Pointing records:
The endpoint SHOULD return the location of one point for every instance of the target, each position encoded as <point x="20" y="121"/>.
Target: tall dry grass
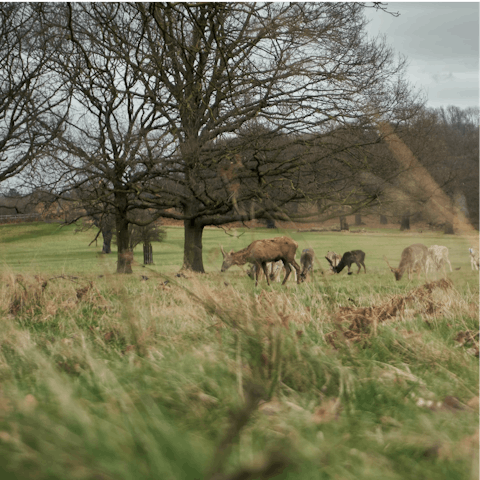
<point x="121" y="378"/>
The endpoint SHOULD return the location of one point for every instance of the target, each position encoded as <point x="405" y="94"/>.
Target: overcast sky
<point x="441" y="41"/>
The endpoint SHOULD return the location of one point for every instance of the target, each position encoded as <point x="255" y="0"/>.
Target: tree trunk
<point x="107" y="235"/>
<point x="449" y="228"/>
<point x="147" y="254"/>
<point x="192" y="253"/>
<point x="270" y="222"/>
<point x="405" y="223"/>
<point x="344" y="223"/>
<point x="125" y="255"/>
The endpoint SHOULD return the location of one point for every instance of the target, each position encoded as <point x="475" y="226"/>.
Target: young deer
<point x="414" y="259"/>
<point x="260" y="252"/>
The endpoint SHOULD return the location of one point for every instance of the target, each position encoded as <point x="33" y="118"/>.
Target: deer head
<point x="227" y="259"/>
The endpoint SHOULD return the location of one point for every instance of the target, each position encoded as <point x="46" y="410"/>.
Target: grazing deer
<point x="414" y="258"/>
<point x="275" y="271"/>
<point x="306" y="261"/>
<point x="333" y="259"/>
<point x="260" y="252"/>
<point x="355" y="256"/>
<point x="437" y="257"/>
<point x="474" y="258"/>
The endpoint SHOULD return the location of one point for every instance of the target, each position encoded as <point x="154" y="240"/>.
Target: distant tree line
<point x="216" y="112"/>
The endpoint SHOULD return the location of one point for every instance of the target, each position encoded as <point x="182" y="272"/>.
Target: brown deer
<point x="414" y="259"/>
<point x="275" y="269"/>
<point x="260" y="252"/>
<point x="333" y="259"/>
<point x="355" y="256"/>
<point x="306" y="261"/>
<point x="437" y="258"/>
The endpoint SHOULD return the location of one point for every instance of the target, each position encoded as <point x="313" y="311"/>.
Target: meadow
<point x="154" y="375"/>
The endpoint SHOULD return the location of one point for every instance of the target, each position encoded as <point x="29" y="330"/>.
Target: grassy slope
<point x="114" y="377"/>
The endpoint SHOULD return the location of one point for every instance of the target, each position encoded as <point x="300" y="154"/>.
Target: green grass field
<point x="104" y="376"/>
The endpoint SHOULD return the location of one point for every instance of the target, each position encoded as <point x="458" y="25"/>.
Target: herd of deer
<point x="276" y="254"/>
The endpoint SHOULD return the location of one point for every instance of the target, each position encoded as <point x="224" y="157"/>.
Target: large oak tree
<point x="214" y="112"/>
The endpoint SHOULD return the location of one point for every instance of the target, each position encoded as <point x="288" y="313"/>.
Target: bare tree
<point x="32" y="103"/>
<point x="212" y="112"/>
<point x="213" y="70"/>
<point x="113" y="138"/>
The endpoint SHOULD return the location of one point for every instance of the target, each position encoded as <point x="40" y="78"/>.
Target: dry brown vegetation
<point x="266" y="383"/>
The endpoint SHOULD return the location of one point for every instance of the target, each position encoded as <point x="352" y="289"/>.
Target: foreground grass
<point x="119" y="378"/>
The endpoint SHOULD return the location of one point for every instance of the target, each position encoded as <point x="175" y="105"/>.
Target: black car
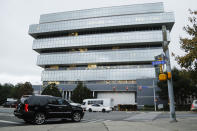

Exercise objective: Show each line of the records above that contains the word "brown".

Task result:
Target: brown deer
Target: dry brown vegetation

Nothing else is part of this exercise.